§ **PROBLEM STATEMENT**:
Only the pictures are to be left out; set down the rest of the records exactly.

§ **SOURCE MATERIAL**:
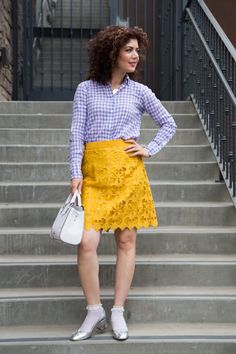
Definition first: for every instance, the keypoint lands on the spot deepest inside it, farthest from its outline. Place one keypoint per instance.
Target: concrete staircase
(183, 295)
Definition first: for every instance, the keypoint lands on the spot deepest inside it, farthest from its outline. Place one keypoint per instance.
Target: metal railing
(209, 78)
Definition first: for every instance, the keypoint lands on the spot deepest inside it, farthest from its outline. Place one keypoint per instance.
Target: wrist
(147, 152)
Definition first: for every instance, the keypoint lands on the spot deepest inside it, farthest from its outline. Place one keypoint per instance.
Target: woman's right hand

§ **PROBLEM SOLUTION**:
Definition first: for every instance, the keypoint lands on the spot deepest inside it, farthest from its outline. Place one keypoint per instance.
Target: concrete staircase
(183, 295)
Definition first: for every instance, the keypoint lands on the spot deepest inside it, farthest from its outline. Place one keypoint per instance.
Target: metal railing
(209, 78)
Definition first: for every instance, the keypoint lands on the spot deepest inside it, farthest from its outline. Place one keypoint per instance.
Target: wrist
(147, 152)
Definition first: for every instance, the keypoint lands on the spot deepest inside it, farthest from its outline. Place one keypoint per instance.
Target: woman's right hand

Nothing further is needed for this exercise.